— START DATA RECORDS —

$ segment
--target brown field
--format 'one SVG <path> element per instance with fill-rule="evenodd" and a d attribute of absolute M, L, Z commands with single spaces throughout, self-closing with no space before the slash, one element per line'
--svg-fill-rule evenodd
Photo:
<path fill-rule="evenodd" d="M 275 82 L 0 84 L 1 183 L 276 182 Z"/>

— END DATA RECORDS —
— START DATA RECORDS —

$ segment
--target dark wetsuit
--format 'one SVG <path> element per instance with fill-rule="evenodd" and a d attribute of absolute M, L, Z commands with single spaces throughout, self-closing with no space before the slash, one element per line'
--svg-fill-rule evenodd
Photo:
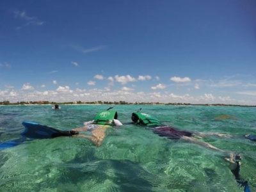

— END DATA RECORDS —

Pull out every line in the rows above that contains the string "target".

--target brown field
--target dark wetsuit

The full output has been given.